Take the entries that follow and write them out again, word for word.

** DATA SECTION follows **

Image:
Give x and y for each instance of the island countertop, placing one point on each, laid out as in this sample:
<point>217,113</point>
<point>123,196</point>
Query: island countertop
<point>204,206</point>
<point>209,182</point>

** End of DATA SECTION **

TASK RESULT ▸
Image:
Give x and y for each instance of the island countertop, placing one point on each, laid out as in this sample:
<point>217,113</point>
<point>123,196</point>
Query: island countertop
<point>204,206</point>
<point>209,182</point>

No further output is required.